## INPUT

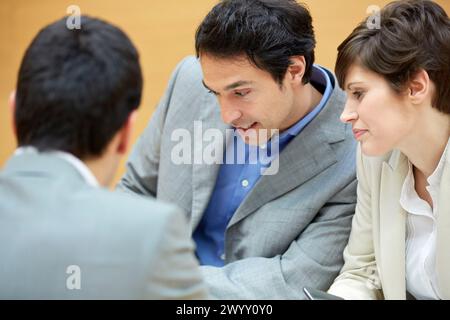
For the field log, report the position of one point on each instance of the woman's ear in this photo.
(420, 88)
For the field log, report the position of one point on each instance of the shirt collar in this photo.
(436, 176)
(79, 165)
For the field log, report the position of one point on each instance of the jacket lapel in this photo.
(443, 233)
(393, 225)
(204, 174)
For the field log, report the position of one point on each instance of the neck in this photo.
(428, 140)
(307, 98)
(102, 168)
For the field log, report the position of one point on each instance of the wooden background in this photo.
(162, 30)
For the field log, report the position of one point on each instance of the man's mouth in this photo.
(245, 129)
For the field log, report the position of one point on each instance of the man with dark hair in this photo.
(278, 221)
(62, 236)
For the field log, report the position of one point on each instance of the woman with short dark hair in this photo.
(397, 80)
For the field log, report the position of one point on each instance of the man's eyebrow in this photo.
(229, 87)
(204, 84)
(237, 85)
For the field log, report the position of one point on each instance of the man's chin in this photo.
(254, 137)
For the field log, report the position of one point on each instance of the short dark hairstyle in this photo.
(414, 36)
(76, 88)
(268, 32)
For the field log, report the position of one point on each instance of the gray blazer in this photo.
(63, 239)
(292, 228)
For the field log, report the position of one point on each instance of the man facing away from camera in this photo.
(63, 236)
(263, 229)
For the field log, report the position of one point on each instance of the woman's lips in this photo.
(358, 133)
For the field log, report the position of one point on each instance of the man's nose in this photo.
(229, 116)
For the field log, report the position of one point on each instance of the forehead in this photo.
(223, 71)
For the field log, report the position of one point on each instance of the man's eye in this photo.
(241, 93)
(357, 94)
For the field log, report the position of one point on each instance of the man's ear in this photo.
(296, 69)
(12, 109)
(420, 87)
(125, 133)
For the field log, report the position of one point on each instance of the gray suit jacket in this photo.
(58, 234)
(292, 228)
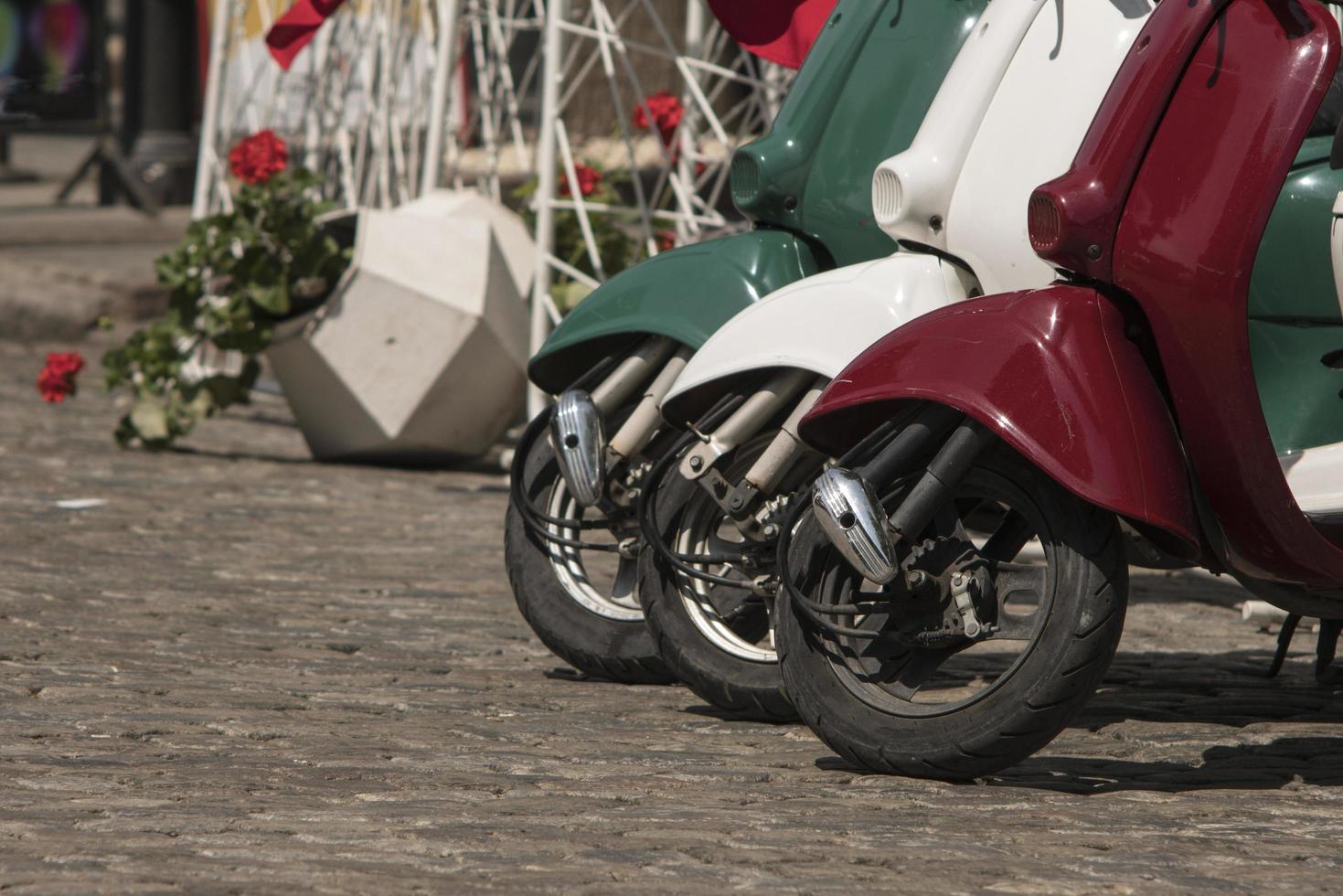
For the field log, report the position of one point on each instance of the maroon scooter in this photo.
(956, 587)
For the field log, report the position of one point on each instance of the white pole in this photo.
(551, 69)
(447, 16)
(695, 26)
(209, 114)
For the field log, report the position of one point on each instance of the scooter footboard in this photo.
(1053, 375)
(684, 294)
(815, 325)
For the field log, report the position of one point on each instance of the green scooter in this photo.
(572, 534)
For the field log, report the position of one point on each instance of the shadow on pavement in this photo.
(1310, 761)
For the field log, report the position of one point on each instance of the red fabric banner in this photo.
(297, 27)
(781, 31)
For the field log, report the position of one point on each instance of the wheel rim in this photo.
(910, 681)
(609, 592)
(705, 606)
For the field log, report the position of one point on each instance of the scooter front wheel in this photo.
(581, 602)
(890, 677)
(716, 633)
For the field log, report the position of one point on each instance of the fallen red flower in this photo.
(589, 180)
(260, 157)
(58, 378)
(667, 113)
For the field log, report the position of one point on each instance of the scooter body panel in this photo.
(979, 175)
(807, 182)
(1053, 375)
(685, 293)
(1191, 226)
(819, 324)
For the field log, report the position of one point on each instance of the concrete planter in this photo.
(420, 354)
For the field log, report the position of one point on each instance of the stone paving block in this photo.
(246, 672)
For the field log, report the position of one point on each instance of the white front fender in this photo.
(825, 321)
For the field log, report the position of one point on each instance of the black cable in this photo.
(535, 520)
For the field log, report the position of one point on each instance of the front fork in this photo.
(578, 430)
(850, 513)
(743, 500)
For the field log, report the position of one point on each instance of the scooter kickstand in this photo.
(1284, 644)
(1326, 650)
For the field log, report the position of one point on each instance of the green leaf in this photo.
(149, 420)
(272, 300)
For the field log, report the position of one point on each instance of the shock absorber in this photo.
(850, 512)
(578, 432)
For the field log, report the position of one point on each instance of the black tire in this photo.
(1025, 709)
(617, 649)
(747, 689)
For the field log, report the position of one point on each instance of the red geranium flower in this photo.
(589, 180)
(666, 116)
(260, 157)
(58, 378)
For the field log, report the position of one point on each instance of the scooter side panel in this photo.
(1297, 383)
(1065, 62)
(1190, 229)
(1051, 374)
(912, 191)
(685, 293)
(862, 96)
(819, 324)
(1294, 306)
(1294, 274)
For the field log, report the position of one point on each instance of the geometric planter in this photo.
(418, 357)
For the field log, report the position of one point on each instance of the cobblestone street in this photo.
(245, 670)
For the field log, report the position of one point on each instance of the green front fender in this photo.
(687, 293)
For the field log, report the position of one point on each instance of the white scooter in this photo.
(1010, 114)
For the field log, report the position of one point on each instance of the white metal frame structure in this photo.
(728, 97)
(381, 106)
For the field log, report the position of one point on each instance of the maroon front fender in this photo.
(1053, 375)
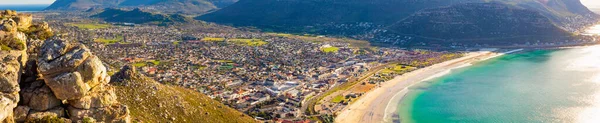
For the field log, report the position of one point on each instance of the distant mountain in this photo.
(357, 17)
(163, 6)
(477, 21)
(139, 17)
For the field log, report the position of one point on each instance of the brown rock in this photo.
(55, 112)
(8, 25)
(68, 86)
(20, 113)
(10, 69)
(67, 62)
(116, 113)
(93, 72)
(7, 103)
(42, 99)
(99, 97)
(23, 21)
(127, 72)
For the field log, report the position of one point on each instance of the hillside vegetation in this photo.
(477, 21)
(166, 6)
(152, 102)
(386, 22)
(138, 16)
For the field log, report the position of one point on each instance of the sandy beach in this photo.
(380, 104)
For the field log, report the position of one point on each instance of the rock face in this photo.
(128, 72)
(52, 79)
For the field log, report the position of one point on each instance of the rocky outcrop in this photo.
(127, 72)
(12, 60)
(53, 79)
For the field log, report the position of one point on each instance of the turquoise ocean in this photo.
(526, 87)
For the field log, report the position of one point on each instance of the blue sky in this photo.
(5, 2)
(589, 3)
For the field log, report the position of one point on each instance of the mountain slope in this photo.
(164, 6)
(477, 21)
(82, 4)
(152, 102)
(264, 13)
(139, 17)
(386, 21)
(280, 13)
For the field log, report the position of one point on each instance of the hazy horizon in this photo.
(589, 3)
(25, 2)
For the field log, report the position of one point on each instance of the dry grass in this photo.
(153, 102)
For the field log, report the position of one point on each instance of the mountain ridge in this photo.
(166, 6)
(357, 18)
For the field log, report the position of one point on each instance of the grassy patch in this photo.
(248, 42)
(89, 25)
(337, 99)
(213, 39)
(5, 48)
(140, 64)
(145, 63)
(150, 101)
(118, 39)
(330, 49)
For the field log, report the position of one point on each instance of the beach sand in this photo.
(381, 104)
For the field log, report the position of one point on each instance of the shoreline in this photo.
(376, 105)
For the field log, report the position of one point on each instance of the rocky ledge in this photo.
(43, 78)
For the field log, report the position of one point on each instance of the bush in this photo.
(47, 119)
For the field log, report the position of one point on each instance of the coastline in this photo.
(376, 106)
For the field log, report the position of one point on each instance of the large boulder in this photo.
(7, 103)
(20, 113)
(99, 97)
(68, 86)
(23, 21)
(39, 99)
(55, 112)
(127, 72)
(117, 113)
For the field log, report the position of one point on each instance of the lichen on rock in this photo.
(53, 80)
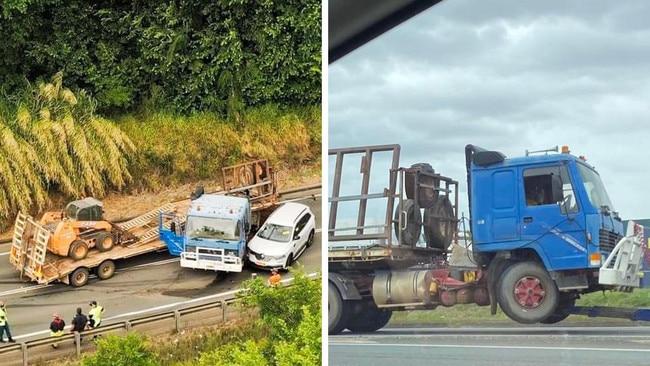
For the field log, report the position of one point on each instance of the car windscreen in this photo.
(275, 233)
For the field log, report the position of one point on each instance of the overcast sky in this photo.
(506, 75)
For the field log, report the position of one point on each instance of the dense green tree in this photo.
(183, 56)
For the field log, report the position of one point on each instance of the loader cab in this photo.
(552, 205)
(87, 209)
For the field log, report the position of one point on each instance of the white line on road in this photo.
(154, 309)
(464, 346)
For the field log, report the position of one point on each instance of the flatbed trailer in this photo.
(30, 257)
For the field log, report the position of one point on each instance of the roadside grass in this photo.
(472, 315)
(179, 149)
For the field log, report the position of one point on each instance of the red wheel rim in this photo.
(529, 292)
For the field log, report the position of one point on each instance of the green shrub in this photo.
(114, 350)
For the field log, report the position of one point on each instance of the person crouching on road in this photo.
(275, 277)
(79, 323)
(4, 324)
(57, 328)
(95, 314)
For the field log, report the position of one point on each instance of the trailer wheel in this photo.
(567, 301)
(526, 293)
(106, 269)
(337, 309)
(105, 241)
(78, 250)
(439, 224)
(79, 277)
(411, 233)
(370, 319)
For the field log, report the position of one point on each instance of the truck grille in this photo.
(608, 240)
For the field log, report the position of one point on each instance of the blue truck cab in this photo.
(553, 204)
(212, 235)
(544, 230)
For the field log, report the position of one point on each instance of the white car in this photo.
(283, 238)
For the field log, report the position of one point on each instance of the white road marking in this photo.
(157, 308)
(464, 346)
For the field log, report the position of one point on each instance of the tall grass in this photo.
(178, 149)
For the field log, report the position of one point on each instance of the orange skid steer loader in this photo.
(81, 227)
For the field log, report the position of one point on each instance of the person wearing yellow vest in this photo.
(4, 324)
(95, 314)
(57, 327)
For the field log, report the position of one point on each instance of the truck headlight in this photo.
(275, 257)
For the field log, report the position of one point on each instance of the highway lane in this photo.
(517, 346)
(139, 283)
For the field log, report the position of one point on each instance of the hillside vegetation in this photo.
(98, 97)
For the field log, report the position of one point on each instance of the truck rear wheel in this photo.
(526, 293)
(105, 241)
(106, 269)
(78, 250)
(79, 277)
(338, 313)
(370, 319)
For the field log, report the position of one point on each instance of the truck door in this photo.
(552, 221)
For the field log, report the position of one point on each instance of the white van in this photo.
(283, 238)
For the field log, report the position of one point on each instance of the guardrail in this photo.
(216, 309)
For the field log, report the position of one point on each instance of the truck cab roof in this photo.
(218, 205)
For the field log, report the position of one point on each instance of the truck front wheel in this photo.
(526, 293)
(79, 277)
(338, 313)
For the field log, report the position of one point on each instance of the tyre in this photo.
(79, 277)
(337, 311)
(289, 262)
(567, 301)
(411, 233)
(78, 250)
(106, 270)
(526, 293)
(370, 319)
(105, 241)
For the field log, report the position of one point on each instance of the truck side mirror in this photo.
(556, 186)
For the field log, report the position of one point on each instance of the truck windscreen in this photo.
(594, 188)
(213, 228)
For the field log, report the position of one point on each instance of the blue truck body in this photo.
(578, 229)
(543, 232)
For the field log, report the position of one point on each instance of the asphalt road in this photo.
(139, 284)
(518, 346)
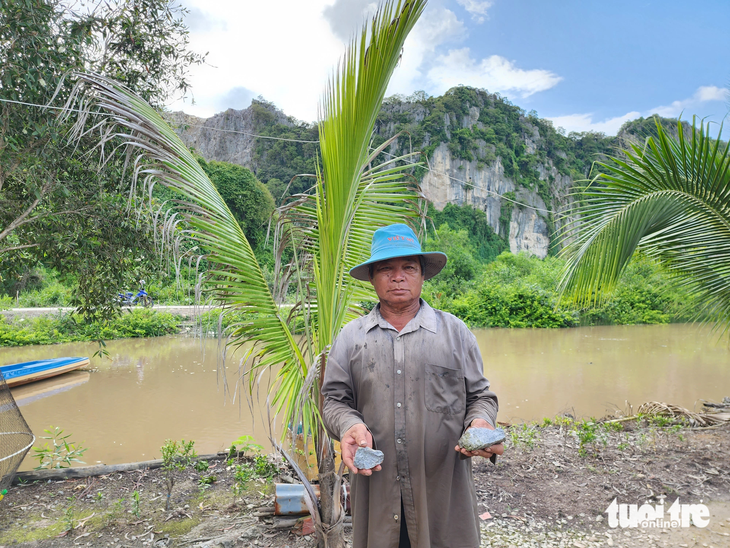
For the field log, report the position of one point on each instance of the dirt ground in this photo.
(552, 487)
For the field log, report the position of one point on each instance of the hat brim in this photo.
(435, 261)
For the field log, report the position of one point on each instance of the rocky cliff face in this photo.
(457, 181)
(482, 151)
(226, 137)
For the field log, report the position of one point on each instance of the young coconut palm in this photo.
(332, 227)
(669, 199)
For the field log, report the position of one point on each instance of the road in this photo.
(187, 312)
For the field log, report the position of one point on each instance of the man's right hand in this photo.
(357, 436)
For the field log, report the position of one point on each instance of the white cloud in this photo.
(703, 94)
(585, 122)
(495, 73)
(347, 16)
(437, 26)
(476, 8)
(284, 51)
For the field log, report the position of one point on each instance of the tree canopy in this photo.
(67, 206)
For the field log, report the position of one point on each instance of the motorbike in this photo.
(141, 298)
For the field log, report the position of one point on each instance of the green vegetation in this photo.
(138, 322)
(61, 453)
(258, 467)
(522, 291)
(65, 207)
(176, 457)
(330, 230)
(249, 200)
(669, 199)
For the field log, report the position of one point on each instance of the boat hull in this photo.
(23, 373)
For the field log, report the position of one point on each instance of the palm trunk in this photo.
(331, 534)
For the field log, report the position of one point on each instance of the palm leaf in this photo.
(670, 200)
(235, 278)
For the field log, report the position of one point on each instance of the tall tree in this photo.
(331, 228)
(670, 199)
(57, 207)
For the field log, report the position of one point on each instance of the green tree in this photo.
(669, 199)
(331, 230)
(248, 199)
(59, 208)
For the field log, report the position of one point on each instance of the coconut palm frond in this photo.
(235, 278)
(670, 200)
(348, 113)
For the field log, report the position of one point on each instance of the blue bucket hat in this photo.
(394, 241)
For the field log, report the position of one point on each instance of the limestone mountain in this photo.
(478, 148)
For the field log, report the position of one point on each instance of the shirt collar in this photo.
(425, 317)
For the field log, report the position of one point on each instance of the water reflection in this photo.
(171, 387)
(587, 371)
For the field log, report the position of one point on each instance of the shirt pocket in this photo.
(445, 391)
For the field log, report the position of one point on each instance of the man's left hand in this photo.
(486, 452)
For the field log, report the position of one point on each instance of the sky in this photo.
(587, 65)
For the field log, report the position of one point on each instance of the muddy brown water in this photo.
(149, 390)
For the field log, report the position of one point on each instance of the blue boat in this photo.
(23, 373)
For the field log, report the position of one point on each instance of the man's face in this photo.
(398, 281)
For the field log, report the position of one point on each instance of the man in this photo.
(407, 379)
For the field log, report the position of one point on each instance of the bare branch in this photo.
(5, 250)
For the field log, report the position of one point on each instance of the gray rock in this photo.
(480, 438)
(366, 458)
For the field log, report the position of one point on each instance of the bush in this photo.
(70, 327)
(521, 291)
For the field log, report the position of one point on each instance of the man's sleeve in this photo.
(339, 413)
(481, 403)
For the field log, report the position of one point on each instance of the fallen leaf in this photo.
(304, 527)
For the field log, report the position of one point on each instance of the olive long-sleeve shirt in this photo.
(416, 391)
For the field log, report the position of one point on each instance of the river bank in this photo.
(552, 487)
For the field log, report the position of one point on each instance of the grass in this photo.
(62, 327)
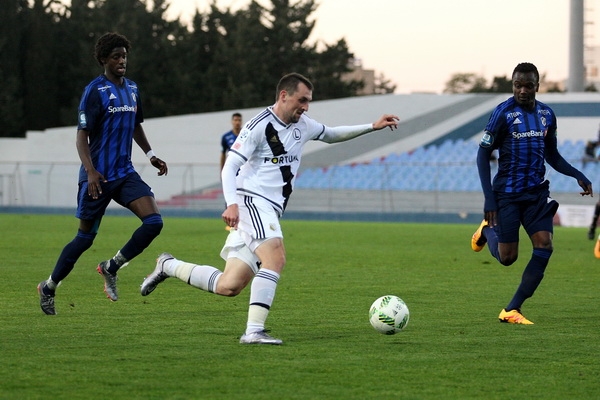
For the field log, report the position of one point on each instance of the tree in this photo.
(224, 60)
(11, 112)
(383, 85)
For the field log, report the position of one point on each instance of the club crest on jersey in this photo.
(82, 119)
(281, 159)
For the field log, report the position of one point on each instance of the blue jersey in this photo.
(110, 114)
(521, 137)
(227, 141)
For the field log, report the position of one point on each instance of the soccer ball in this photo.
(389, 315)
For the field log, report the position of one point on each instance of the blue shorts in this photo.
(533, 209)
(123, 191)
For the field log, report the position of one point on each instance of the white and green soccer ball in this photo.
(389, 314)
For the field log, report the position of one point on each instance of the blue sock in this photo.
(492, 238)
(70, 254)
(141, 238)
(532, 276)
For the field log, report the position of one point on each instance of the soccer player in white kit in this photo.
(258, 179)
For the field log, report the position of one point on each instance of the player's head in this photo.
(107, 43)
(236, 122)
(290, 83)
(526, 82)
(294, 93)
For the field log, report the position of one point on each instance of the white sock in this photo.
(262, 293)
(202, 277)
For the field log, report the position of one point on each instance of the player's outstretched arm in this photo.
(386, 120)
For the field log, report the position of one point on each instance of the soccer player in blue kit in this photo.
(110, 117)
(228, 138)
(524, 132)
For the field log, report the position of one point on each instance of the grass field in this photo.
(181, 343)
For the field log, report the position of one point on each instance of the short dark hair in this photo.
(526, 68)
(107, 42)
(290, 82)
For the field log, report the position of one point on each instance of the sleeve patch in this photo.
(487, 140)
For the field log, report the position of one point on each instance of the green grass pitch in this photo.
(182, 343)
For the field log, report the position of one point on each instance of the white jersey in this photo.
(270, 151)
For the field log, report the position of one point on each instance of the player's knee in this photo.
(153, 224)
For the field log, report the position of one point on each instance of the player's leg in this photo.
(537, 221)
(503, 239)
(136, 195)
(241, 265)
(262, 291)
(592, 230)
(90, 215)
(259, 228)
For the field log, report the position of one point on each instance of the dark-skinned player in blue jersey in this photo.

## YOUR TASK
Take the line with "knee in this photo." and every line after it in the data, and please reproduce them exactly, leaving out all other lines.

## YOUR SOLUTION
For the field log, report the position of one point on each instance of the player's knee in this photo.
(153, 224)
For the field log, report the position of one point on each instance of the player's leg in this photo.
(537, 221)
(503, 239)
(136, 195)
(241, 265)
(262, 291)
(592, 230)
(90, 215)
(259, 228)
For the field log, report the position of one point on each instance of the dark-skinned player in blue jersey in this photo.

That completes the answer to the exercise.